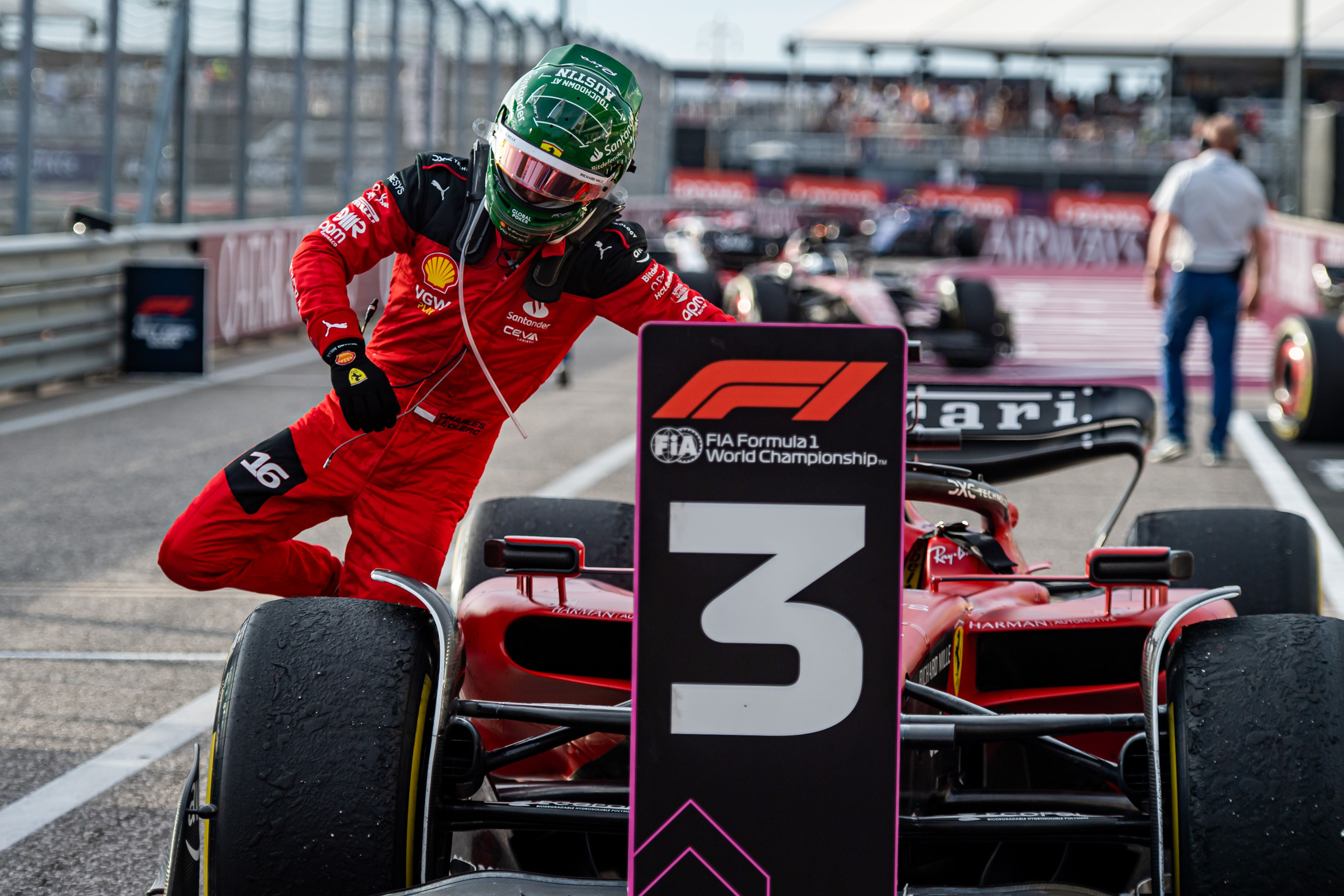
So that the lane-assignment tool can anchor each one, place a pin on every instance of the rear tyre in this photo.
(967, 336)
(607, 530)
(772, 299)
(319, 750)
(1259, 757)
(706, 284)
(1269, 554)
(1308, 381)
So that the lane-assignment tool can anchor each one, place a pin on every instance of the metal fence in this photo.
(338, 94)
(61, 295)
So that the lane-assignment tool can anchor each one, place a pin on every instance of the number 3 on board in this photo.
(807, 541)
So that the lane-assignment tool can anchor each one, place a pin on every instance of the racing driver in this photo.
(502, 262)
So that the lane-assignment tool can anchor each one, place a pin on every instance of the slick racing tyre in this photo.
(1308, 381)
(319, 750)
(1257, 711)
(1271, 554)
(971, 331)
(607, 530)
(757, 300)
(706, 284)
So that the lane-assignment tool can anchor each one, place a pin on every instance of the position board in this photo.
(768, 610)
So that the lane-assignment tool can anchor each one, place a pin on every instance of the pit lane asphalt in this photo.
(85, 504)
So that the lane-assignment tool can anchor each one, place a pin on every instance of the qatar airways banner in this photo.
(1032, 240)
(975, 202)
(698, 184)
(249, 276)
(1295, 246)
(835, 191)
(1111, 211)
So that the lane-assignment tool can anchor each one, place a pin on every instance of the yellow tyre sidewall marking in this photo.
(1171, 738)
(205, 823)
(412, 801)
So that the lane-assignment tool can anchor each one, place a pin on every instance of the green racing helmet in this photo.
(562, 139)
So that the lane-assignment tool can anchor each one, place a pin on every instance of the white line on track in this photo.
(83, 784)
(95, 656)
(1288, 495)
(79, 786)
(591, 472)
(155, 393)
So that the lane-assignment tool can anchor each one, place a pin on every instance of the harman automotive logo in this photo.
(818, 389)
(674, 445)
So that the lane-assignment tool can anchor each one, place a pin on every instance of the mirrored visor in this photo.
(541, 172)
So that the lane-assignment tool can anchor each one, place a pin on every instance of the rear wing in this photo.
(1013, 432)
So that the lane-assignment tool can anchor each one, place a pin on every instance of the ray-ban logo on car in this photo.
(818, 389)
(674, 445)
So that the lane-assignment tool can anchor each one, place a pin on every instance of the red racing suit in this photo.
(407, 488)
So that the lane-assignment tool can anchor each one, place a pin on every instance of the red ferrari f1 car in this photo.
(1108, 733)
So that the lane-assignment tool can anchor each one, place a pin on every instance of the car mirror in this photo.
(529, 555)
(1139, 566)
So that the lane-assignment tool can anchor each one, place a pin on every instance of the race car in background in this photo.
(706, 252)
(826, 276)
(1308, 375)
(1065, 734)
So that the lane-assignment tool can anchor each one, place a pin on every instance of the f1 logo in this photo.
(818, 389)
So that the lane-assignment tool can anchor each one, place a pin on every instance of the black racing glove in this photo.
(368, 399)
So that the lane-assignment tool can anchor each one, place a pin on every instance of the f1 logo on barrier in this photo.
(768, 621)
(821, 389)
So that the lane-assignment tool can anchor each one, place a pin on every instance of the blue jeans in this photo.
(1216, 299)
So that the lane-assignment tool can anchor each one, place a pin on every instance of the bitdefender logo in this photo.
(818, 389)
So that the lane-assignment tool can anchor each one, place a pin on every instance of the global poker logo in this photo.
(677, 445)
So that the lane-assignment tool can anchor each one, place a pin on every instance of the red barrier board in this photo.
(698, 184)
(1115, 211)
(835, 191)
(976, 202)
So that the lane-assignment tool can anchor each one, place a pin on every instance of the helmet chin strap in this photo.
(467, 328)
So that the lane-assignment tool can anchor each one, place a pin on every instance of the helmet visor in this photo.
(540, 172)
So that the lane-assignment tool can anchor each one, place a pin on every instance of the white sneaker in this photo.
(1167, 449)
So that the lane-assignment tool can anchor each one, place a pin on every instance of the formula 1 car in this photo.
(1092, 734)
(1308, 375)
(822, 279)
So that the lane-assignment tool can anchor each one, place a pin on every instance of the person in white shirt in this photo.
(1210, 213)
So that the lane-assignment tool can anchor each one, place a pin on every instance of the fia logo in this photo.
(268, 473)
(677, 445)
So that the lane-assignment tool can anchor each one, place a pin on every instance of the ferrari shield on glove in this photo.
(564, 137)
(368, 399)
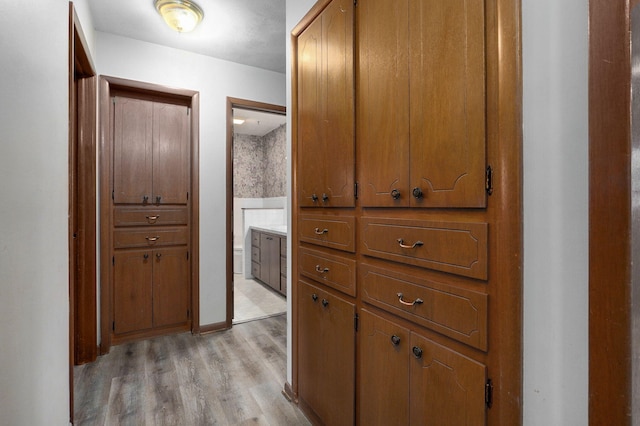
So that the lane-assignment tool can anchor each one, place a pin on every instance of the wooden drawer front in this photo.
(455, 247)
(128, 216)
(150, 237)
(255, 254)
(255, 269)
(334, 271)
(336, 232)
(455, 312)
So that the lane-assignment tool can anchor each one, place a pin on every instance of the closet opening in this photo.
(256, 210)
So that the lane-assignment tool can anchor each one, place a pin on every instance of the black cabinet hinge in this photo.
(488, 393)
(488, 182)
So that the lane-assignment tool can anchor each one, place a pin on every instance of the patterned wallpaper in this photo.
(259, 165)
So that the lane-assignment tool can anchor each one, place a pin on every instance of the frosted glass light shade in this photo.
(181, 15)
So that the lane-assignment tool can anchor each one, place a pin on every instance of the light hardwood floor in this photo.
(233, 377)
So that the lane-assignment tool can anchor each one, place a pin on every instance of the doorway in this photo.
(256, 197)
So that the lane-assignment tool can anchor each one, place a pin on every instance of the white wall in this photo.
(34, 289)
(555, 212)
(215, 80)
(295, 12)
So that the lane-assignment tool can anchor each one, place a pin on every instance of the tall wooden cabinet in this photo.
(428, 252)
(150, 217)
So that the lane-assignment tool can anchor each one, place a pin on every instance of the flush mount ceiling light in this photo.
(181, 15)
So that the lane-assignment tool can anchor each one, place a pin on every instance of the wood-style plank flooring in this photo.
(233, 377)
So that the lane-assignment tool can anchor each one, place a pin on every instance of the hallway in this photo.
(233, 377)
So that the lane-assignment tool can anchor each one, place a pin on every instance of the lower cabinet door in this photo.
(326, 355)
(383, 372)
(132, 290)
(447, 388)
(171, 290)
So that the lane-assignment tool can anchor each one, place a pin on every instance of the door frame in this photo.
(107, 86)
(614, 305)
(82, 201)
(255, 106)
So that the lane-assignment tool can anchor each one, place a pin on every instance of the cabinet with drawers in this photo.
(429, 252)
(269, 259)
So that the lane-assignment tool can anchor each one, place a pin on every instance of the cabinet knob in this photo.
(417, 192)
(417, 352)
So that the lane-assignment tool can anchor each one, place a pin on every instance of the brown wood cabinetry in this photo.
(326, 109)
(267, 259)
(428, 252)
(421, 103)
(150, 218)
(327, 354)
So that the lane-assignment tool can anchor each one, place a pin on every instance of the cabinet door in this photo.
(383, 103)
(383, 372)
(327, 355)
(132, 289)
(326, 109)
(171, 290)
(447, 109)
(447, 388)
(132, 151)
(171, 127)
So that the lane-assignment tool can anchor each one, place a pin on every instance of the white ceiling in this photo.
(249, 32)
(256, 122)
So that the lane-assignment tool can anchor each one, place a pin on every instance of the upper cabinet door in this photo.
(325, 145)
(421, 103)
(171, 127)
(383, 103)
(447, 80)
(132, 151)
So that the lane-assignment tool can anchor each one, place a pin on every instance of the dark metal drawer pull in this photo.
(403, 245)
(415, 302)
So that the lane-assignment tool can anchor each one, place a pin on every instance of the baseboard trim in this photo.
(212, 328)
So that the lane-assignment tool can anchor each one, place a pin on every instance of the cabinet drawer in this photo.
(150, 237)
(336, 232)
(255, 270)
(334, 271)
(455, 247)
(455, 312)
(255, 254)
(136, 216)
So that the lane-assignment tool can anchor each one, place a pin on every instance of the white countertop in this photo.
(275, 229)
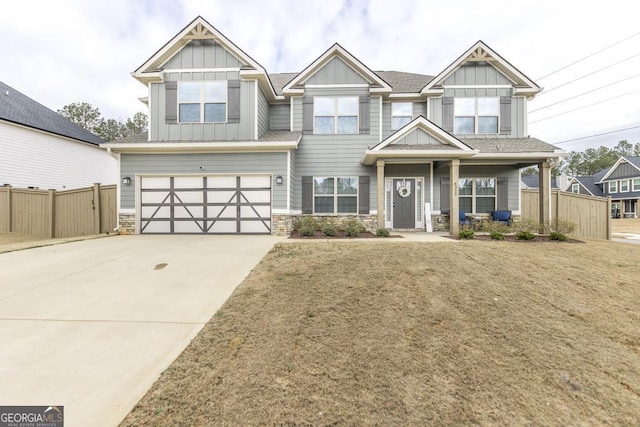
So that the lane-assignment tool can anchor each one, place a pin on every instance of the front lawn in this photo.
(390, 333)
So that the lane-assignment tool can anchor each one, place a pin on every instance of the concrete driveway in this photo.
(91, 325)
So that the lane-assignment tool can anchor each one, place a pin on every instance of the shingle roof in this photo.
(18, 108)
(508, 145)
(272, 135)
(399, 81)
(589, 182)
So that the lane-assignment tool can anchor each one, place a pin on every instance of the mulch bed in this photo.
(512, 238)
(339, 235)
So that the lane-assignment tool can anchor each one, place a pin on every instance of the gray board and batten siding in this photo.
(213, 163)
(244, 130)
(336, 155)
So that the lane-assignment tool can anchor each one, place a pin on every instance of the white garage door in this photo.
(205, 204)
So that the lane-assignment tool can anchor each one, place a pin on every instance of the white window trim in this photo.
(202, 100)
(474, 196)
(336, 115)
(400, 116)
(575, 186)
(476, 116)
(620, 186)
(335, 195)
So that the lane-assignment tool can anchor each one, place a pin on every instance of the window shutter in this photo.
(171, 102)
(233, 99)
(505, 115)
(307, 194)
(363, 195)
(444, 195)
(365, 114)
(307, 114)
(503, 194)
(447, 114)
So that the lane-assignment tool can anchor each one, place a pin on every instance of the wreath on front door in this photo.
(404, 188)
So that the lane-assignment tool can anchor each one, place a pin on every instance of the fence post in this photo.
(9, 209)
(608, 213)
(52, 214)
(96, 208)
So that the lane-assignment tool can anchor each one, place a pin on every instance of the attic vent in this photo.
(201, 31)
(479, 55)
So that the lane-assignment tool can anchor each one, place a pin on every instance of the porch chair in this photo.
(503, 217)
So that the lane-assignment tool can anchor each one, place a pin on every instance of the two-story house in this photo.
(621, 182)
(233, 149)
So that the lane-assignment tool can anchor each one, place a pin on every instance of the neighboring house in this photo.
(41, 149)
(621, 182)
(233, 149)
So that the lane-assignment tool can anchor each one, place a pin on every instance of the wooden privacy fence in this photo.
(54, 214)
(592, 215)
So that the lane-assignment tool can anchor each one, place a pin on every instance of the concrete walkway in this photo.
(90, 325)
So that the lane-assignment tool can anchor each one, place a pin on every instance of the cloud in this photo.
(73, 50)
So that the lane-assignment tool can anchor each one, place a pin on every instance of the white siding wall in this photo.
(30, 158)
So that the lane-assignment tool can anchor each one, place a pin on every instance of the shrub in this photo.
(557, 236)
(382, 232)
(352, 227)
(496, 235)
(328, 226)
(562, 226)
(466, 233)
(525, 235)
(305, 222)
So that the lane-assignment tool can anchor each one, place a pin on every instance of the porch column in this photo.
(454, 203)
(544, 184)
(380, 184)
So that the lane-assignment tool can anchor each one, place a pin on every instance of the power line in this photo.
(588, 56)
(585, 106)
(587, 75)
(593, 136)
(583, 93)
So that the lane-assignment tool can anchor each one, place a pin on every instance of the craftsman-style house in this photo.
(233, 149)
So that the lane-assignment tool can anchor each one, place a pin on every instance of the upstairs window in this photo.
(624, 186)
(476, 115)
(335, 115)
(401, 114)
(477, 195)
(202, 102)
(335, 195)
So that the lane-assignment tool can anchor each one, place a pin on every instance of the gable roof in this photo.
(589, 184)
(200, 29)
(18, 108)
(632, 160)
(354, 63)
(480, 51)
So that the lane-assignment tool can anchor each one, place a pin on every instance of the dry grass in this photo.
(473, 333)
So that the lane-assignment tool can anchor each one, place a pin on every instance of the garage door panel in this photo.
(206, 204)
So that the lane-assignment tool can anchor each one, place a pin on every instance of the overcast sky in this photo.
(63, 51)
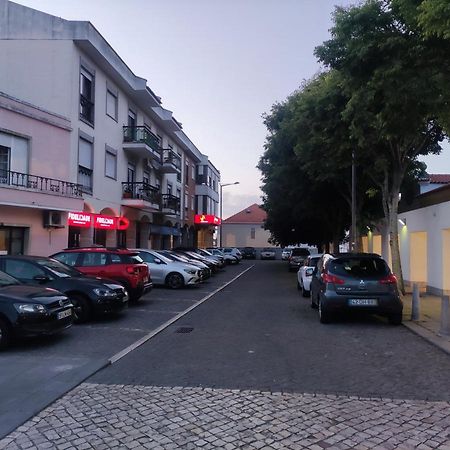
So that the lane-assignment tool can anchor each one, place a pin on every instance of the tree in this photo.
(393, 98)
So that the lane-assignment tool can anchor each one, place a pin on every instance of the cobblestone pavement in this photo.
(97, 416)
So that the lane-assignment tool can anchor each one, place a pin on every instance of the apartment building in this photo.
(131, 167)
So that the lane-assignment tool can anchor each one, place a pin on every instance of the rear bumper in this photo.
(387, 304)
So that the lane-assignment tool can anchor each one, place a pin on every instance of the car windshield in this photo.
(359, 267)
(7, 280)
(58, 268)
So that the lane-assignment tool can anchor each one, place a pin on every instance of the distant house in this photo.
(245, 229)
(433, 181)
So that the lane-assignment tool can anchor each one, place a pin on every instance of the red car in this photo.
(122, 265)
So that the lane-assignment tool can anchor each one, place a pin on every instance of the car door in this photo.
(25, 271)
(157, 271)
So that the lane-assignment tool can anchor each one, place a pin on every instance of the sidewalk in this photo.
(429, 324)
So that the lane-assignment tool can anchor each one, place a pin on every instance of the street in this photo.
(251, 367)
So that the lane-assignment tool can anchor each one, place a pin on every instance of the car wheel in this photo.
(395, 319)
(81, 308)
(324, 315)
(174, 281)
(5, 334)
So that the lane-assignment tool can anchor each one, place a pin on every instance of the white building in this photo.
(129, 155)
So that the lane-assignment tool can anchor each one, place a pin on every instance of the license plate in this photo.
(363, 302)
(64, 314)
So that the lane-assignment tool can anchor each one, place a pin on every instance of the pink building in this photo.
(36, 192)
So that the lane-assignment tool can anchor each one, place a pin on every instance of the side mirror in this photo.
(41, 278)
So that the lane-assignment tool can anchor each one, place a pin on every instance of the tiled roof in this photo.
(443, 178)
(252, 214)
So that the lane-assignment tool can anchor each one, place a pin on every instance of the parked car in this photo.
(88, 295)
(228, 257)
(304, 274)
(205, 271)
(248, 252)
(355, 282)
(165, 272)
(30, 310)
(297, 258)
(233, 251)
(121, 265)
(268, 253)
(285, 253)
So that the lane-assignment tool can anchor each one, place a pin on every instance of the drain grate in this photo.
(184, 330)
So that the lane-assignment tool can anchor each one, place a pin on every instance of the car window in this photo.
(147, 257)
(58, 268)
(23, 270)
(93, 259)
(69, 258)
(358, 267)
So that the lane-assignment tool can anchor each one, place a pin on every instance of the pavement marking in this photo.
(158, 330)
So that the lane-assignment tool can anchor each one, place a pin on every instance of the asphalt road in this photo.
(35, 372)
(259, 333)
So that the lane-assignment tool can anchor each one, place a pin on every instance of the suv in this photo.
(122, 265)
(355, 282)
(297, 258)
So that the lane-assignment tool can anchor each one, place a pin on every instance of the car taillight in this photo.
(329, 278)
(391, 279)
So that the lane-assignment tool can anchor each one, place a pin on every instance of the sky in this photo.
(219, 65)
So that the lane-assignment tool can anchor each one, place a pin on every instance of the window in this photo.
(85, 152)
(86, 96)
(110, 163)
(4, 163)
(111, 103)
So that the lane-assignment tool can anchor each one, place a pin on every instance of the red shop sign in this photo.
(86, 220)
(206, 219)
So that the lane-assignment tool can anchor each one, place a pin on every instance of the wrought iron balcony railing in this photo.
(41, 184)
(142, 135)
(141, 190)
(171, 202)
(170, 157)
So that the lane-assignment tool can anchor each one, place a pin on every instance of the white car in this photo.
(231, 251)
(304, 274)
(169, 273)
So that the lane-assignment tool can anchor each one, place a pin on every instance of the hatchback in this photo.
(165, 272)
(355, 282)
(121, 265)
(30, 310)
(88, 295)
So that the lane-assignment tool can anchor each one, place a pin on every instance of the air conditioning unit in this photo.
(53, 219)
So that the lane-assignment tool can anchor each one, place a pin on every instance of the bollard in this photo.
(415, 306)
(445, 316)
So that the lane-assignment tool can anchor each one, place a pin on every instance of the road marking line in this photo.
(148, 336)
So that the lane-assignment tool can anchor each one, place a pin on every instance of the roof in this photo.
(439, 178)
(253, 214)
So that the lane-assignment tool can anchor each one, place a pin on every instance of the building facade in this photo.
(133, 166)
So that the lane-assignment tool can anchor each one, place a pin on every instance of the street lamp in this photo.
(222, 185)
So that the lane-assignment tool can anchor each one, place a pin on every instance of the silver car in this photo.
(173, 274)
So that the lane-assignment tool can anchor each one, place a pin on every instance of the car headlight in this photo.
(102, 292)
(27, 308)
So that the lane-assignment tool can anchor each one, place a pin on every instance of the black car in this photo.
(88, 295)
(248, 252)
(30, 310)
(355, 282)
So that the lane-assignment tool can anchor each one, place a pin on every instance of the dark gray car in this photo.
(355, 282)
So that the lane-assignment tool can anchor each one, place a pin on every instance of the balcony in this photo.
(170, 204)
(40, 184)
(171, 162)
(141, 195)
(141, 142)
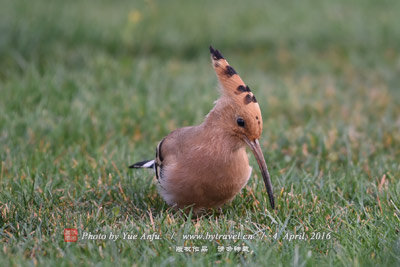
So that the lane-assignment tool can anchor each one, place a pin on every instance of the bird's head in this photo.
(243, 114)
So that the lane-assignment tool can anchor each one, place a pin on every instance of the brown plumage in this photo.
(207, 165)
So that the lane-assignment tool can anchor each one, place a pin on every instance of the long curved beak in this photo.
(255, 147)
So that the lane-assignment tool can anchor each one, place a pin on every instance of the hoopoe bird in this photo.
(206, 165)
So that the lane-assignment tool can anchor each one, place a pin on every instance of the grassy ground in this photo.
(89, 87)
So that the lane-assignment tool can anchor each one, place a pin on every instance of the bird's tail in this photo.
(149, 164)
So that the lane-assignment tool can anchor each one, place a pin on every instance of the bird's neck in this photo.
(218, 128)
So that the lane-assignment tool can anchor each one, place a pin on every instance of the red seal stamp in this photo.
(70, 234)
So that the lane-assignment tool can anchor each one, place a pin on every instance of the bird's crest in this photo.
(231, 83)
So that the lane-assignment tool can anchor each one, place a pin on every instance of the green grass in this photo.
(89, 87)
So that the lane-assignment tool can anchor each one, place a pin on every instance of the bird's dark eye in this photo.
(240, 122)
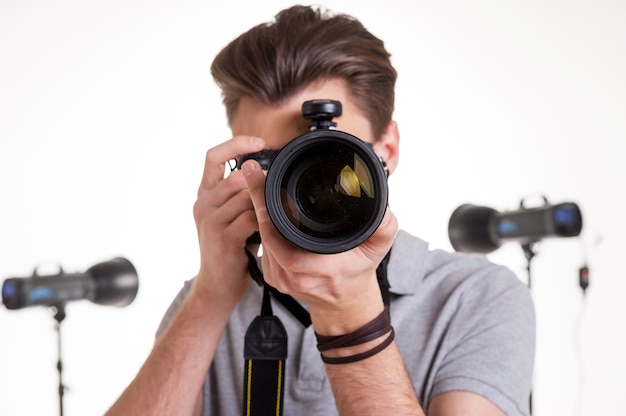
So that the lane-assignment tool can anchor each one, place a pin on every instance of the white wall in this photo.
(107, 109)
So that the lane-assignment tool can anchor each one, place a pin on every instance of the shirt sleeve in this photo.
(490, 341)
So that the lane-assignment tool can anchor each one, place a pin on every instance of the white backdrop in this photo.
(107, 109)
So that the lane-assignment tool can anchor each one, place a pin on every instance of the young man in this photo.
(464, 328)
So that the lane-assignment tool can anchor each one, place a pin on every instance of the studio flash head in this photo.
(478, 229)
(111, 283)
(326, 191)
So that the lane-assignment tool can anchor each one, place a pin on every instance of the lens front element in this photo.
(326, 191)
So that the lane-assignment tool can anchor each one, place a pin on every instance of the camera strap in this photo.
(265, 344)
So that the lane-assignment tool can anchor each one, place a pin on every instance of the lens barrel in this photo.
(326, 191)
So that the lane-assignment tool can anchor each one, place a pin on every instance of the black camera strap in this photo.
(265, 344)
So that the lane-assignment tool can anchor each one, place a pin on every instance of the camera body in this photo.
(326, 190)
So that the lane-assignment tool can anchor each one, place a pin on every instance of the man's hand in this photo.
(225, 218)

§ SHORT TASK
Output only the lines from the one holding "man in this photo." through the last line above, exactly as they appear.

§ EXERCISE RESPONSE
So that the lane-assignment tool can anchor each one, place a pin on every instance of the young man in this photo.
(464, 328)
So that the lane-assignment tool can anchor each one, place a pin on every instance of the studio flash head in this photo.
(478, 229)
(111, 283)
(326, 191)
So that the lane-assignment tool can anchor each one, place a pin on every instance of the lens front element in this photo.
(326, 191)
So that the lane-assignment tool can anchor each one, place a pin on every instance of the camera strap in this photo.
(265, 344)
So that the lane-assignment tool can anchor each one, place a pin on every instance of the lens barrel in this photo.
(326, 191)
So that the lane-assignment tool can anchor each one, place a pin on every instance of the black camera strap in this photo.
(265, 344)
So that the lane-assignment tool can anchor each one, place a pin on every instance of the camera body in this photo.
(326, 190)
So that the lane-assignment tool can anchor each one, place a pin on every instance of the man's hand in this photo.
(225, 218)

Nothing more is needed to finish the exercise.